**Provided text**
-- Begin --

# The Pastor and His Study



## Backwoods Presbyterian (Jun 14, 2008)

I cannot recommend enough Iain Murray's lectures at the Desiring God Conference For Pastors from 1996 that I found online. They are dynamite and a required listen for all of us. 

They can be found here.


----------



## Pergamum (Jun 15, 2008)

Cool! Could anyone burn them as mp3s or cds and get them to me? Looks awesome!


----------



## py3ak (Jun 15, 2008)

I'll burn them for you.


----------



## Reformed Covenanter (Jun 15, 2008)

Backwoods Presbyterian said:


> I cannot recommend enough Iain Murray's lectures at the Desiring God Conference For Pastors from 1996 that I found online. They are dynamite and a required listen for all of us.
> 
> They can be found here.



They are superb...except the bit were he says (in jest) that the American War of Independence was a rebellion against lawful authority.


----------



## Presbyterian Deacon (Jun 15, 2008)

Daniel Ritchie said:


> Backwoods Presbyterian said:
> 
> 
> > I cannot recommend enough Iain Murray's lectures at the Desiring God Conference For Pastors from 1996 that I found online. They are dynamite and a required listen for all of us.
> ...




Are you sure he's jesting? 

I have a fellow deacon, with a PhD in History who firmly believes that. We've been known to debate the issue on occassion! 

Praise God for rebels!!!


----------

-- End --

**Exercise**
Rewrite the stretch of the forum thread from "Are you sure" through "issue on occassion!", changing "deacon" to "elder".

**Given entries**
-- Begin --

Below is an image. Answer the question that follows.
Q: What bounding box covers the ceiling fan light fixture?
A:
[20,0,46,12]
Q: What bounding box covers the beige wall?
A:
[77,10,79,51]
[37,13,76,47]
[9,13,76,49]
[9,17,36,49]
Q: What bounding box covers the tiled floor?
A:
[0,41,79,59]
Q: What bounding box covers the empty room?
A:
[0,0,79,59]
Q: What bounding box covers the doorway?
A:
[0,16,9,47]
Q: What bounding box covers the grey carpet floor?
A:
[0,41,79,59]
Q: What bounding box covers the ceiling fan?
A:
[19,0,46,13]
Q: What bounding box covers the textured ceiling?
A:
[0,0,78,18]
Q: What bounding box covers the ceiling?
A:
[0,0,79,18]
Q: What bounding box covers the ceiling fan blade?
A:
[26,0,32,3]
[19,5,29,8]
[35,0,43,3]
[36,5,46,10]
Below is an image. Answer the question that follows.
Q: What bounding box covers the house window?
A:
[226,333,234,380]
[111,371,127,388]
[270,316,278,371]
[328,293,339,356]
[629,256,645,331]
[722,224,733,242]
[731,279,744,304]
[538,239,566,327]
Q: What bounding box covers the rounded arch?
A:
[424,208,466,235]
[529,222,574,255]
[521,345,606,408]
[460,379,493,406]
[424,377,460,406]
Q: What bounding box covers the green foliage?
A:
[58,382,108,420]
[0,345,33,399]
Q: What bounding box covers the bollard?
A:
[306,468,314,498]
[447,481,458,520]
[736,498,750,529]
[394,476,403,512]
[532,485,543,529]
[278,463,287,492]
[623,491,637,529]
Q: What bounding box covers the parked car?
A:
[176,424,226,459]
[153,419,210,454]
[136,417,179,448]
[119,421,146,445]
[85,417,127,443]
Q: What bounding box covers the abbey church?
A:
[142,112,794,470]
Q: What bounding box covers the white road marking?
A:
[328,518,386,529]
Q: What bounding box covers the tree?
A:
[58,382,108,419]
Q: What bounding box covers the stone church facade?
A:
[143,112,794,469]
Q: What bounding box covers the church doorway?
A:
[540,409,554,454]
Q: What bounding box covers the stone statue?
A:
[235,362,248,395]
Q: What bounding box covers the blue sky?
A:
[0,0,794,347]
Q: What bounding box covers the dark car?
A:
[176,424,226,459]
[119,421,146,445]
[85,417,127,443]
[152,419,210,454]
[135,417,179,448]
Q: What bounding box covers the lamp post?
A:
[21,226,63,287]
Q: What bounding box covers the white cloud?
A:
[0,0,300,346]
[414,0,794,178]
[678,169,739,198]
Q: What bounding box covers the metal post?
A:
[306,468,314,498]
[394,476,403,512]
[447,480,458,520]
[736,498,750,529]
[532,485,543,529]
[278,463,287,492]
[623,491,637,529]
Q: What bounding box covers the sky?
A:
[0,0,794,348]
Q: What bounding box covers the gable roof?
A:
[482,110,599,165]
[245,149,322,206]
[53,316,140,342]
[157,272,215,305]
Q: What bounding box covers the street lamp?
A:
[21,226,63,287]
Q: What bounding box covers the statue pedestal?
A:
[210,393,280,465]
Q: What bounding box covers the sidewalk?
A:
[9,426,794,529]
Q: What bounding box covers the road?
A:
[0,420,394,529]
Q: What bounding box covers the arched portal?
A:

-- End --

**Written solution**
Are you sure he's jesting? 

I have a fellow elder, with a PhD in History who firmly believes that. We've been known to debate the issue on occassion!